• _Work to complete_: Transcribe word for word the lines below from the line with "Query: black spider drawing" through the line with "# for each instance of the green", ends included.

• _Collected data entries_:
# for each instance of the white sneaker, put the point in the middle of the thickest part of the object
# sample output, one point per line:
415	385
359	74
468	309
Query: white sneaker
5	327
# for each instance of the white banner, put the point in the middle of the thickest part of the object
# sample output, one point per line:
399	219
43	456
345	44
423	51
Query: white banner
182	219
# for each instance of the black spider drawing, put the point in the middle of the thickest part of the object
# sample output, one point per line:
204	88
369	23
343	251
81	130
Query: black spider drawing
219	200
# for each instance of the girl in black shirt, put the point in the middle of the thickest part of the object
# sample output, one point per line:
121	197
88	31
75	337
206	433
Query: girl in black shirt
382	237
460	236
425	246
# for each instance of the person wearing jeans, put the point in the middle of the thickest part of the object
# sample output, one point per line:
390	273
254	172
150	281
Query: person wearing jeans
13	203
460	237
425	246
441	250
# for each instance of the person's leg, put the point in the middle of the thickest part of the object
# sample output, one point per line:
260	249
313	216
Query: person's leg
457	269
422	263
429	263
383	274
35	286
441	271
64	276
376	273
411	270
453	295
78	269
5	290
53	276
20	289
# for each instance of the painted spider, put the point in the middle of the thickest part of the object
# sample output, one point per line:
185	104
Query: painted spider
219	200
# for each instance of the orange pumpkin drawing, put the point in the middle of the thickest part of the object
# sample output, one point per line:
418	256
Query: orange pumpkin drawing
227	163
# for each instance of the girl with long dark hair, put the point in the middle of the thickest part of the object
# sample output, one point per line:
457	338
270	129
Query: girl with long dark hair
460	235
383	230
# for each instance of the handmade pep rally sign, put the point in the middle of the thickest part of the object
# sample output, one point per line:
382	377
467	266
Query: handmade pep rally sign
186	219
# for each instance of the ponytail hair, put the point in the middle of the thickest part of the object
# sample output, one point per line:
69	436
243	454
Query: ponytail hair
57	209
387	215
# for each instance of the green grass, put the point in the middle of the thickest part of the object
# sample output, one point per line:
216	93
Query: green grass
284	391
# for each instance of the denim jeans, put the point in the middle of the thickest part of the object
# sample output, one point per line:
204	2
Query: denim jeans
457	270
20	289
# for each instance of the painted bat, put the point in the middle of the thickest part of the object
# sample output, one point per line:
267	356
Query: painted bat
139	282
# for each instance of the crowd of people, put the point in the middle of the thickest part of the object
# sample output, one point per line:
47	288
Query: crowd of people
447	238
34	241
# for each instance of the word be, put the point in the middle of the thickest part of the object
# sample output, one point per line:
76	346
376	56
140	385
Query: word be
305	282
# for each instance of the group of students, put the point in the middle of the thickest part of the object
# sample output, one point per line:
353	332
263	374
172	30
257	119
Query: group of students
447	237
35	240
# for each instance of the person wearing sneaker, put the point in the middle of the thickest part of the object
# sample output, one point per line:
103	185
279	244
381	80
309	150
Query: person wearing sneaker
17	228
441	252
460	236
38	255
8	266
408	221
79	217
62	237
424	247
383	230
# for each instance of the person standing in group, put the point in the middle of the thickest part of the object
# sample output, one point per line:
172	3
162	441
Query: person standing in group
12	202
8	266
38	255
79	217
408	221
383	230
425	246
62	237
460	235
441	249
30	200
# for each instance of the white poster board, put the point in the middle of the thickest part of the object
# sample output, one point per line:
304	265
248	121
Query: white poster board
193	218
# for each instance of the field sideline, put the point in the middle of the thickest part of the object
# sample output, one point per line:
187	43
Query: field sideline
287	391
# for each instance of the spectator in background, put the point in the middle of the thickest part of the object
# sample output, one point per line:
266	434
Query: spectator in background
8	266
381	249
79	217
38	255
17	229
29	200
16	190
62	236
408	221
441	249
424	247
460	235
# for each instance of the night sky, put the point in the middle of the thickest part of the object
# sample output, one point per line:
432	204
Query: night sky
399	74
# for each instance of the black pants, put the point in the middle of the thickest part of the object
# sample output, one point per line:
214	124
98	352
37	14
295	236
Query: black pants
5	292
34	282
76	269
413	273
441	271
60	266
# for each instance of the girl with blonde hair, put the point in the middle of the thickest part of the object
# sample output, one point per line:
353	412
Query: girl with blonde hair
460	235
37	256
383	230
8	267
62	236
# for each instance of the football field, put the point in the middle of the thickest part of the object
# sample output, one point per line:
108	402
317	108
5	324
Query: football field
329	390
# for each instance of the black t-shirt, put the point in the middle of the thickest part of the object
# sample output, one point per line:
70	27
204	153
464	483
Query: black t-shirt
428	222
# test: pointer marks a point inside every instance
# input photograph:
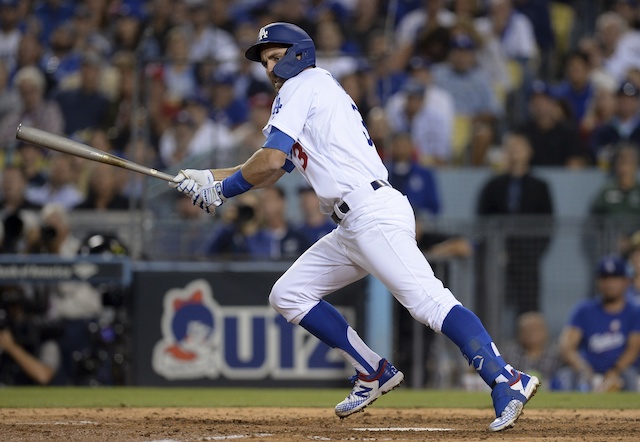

• _Final answer_:
Query: black spider drawing
219	200
# for each instance of the girl in black shirt, put the point in the middle of the thickest part of the object
# sample output, one point per line:
121	197
88	31
75	337
206	433
Query: girl in black shirt
382	237
460	236
425	246
# for each instance of the person wearing jeans, put the point in the middle of the thickest part of the object
# sample output, one point per line:
390	273
254	172
150	281
Query: person wearing jeans
13	203
460	237
425	246
441	250
# for each instance of the person's leg, put the point in the middle of the thickest part of the object
# sample output, one point per line:
260	249
313	216
Query: person's leg
457	269
422	263
429	263
383	274
35	286
441	271
64	276
376	273
411	270
453	295
78	269
5	290
53	276
20	289
# for each instance of the painted spider, put the point in the middle of the thickest part of the object
# sample output, one point per line:
185	104
Query: painted spider
219	200
# for each instance of the orange pumpkin drawing, put the point in the middle of the thickest part of the object
# sample output, one point per line:
418	256
Query: orange pumpkin drawing
227	163
# for each instance of the girl with long dark hair, put the point in the middle of the thickest part of the object
# sample output, one point per line:
457	338
270	129
Query: girl with long dark hair
460	235
383	230
# for each instance of the handmade pep rally sign, put the point in the middle of the thickest part of the object
# sample output, one point per line:
382	377
467	266
Query: handmade pep rally sign
186	219
# for each instance of the ponytail hair, put the point in the middle of the thickest part of the object
# sample output, one point per line:
69	436
243	454
Query: ponytail hair
57	209
387	215
# for each instance of the green grass, put the point in the middle of the thickest part of the object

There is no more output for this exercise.